*DOCUMENT SEGMENT:*
──────────

Film Review: One and Two

Director: Andrew Droz Palermo

1h 30min | Drama, Fantasy, Thriller | 29 January 2016 (UK)

RATING: ★★★☆☆

This strange little film from director Andrew Droz Palermo comes off as a mix of X-Men, M. Night Shymalan’s The Village, and Carrie, with a story focusing on a superpowered pair of siblings who have been kept isolated in their God-fearing father’s rural clapboard house all of their lives. Film history is littered with stories built around parent’s living in fear of their children’s burgeoning adulthood and awakening sexuality, with more than a few exploring this via allegorical plots involving the imprisonment of youths in isolated cultish homesteads or the discriminatory treatment of those developing superpowers: Brian de Palma’s Carrie effectively does both. Droz Palermo’s film treads in similar waters, but never quite marshals its elements into an effective punch though.

──────────

*DATA RECORDS:*
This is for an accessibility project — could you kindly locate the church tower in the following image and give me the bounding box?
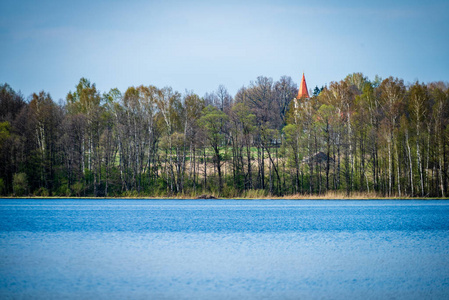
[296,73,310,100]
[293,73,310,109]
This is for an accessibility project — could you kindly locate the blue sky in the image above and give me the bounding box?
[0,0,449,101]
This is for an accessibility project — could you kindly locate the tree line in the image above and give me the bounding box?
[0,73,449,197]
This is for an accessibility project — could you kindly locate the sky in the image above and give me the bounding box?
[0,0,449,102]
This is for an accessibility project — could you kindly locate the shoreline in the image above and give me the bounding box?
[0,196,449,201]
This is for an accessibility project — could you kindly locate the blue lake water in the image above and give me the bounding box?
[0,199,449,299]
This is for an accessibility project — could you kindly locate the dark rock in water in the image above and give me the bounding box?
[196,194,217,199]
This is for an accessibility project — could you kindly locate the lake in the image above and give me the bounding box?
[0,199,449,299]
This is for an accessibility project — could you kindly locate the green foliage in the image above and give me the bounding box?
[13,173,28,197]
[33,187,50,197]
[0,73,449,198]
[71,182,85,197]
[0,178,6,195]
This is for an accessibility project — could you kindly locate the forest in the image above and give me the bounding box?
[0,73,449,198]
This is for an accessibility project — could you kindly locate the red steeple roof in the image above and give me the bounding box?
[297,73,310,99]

──────────

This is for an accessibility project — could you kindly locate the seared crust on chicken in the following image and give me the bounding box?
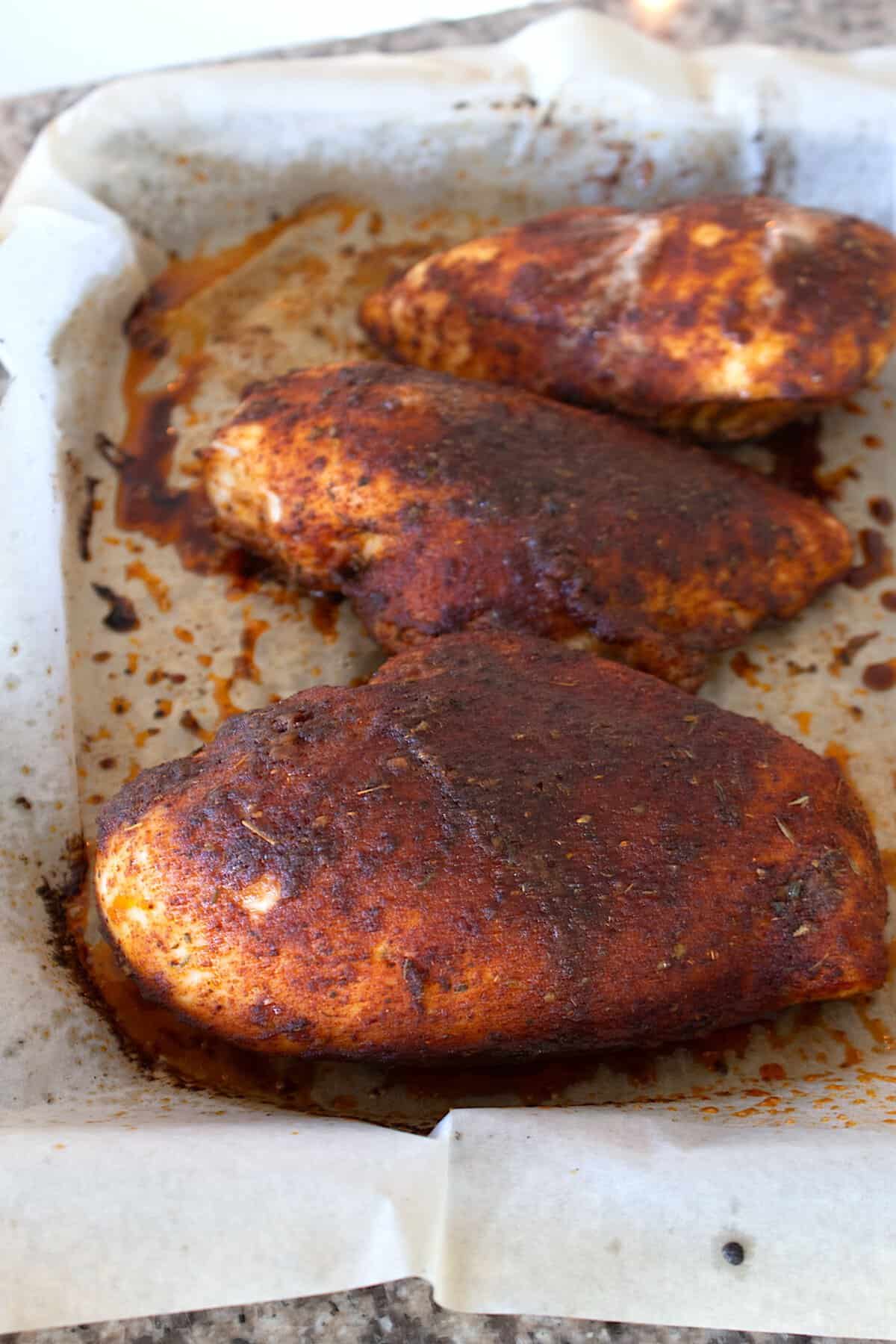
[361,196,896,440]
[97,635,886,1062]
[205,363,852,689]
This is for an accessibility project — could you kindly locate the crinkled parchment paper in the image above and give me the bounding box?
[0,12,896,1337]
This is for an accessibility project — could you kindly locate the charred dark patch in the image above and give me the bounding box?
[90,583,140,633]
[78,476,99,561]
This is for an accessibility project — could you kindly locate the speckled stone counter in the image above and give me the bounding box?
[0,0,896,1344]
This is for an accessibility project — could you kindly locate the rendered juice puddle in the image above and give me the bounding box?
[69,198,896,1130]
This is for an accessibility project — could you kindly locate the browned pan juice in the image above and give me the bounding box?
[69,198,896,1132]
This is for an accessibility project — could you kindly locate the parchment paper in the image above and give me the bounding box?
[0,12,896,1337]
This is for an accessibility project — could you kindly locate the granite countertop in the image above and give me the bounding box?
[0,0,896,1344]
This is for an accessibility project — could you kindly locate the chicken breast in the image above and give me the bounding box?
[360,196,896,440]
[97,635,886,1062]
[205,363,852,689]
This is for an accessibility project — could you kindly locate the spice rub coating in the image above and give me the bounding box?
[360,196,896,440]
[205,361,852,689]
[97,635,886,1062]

──────────

*REQUIRED ACTION:*
Reproduce the passage of the film review between "Director: Andrew Droz" and "effective punch though.", inclusive.

*COMPLETED EXERCISE:*
Director: Andrew Droz Palermo

1h 30min | Drama, Fantasy, Thriller | 29 January 2016 (UK)

RATING: ★★★☆☆

This strange little film from director Andrew Droz Palermo comes off as a mix of X-Men, M. Night Shymalan’s The Village, and Carrie, with a story focusing on a superpowered pair of siblings who have been kept isolated in their God-fearing father’s rural clapboard house all of their lives. Film history is littered with stories built around parent’s living in fear of their children’s burgeoning adulthood and awakening sexuality, with more than a few exploring this via allegorical plots involving the imprisonment of youths in isolated cultish homesteads or the discriminatory treatment of those developing superpowers: Brian de Palma’s Carrie effectively does both. Droz Palermo’s film treads in similar waters, but never quite marshals its elements into an effective punch though.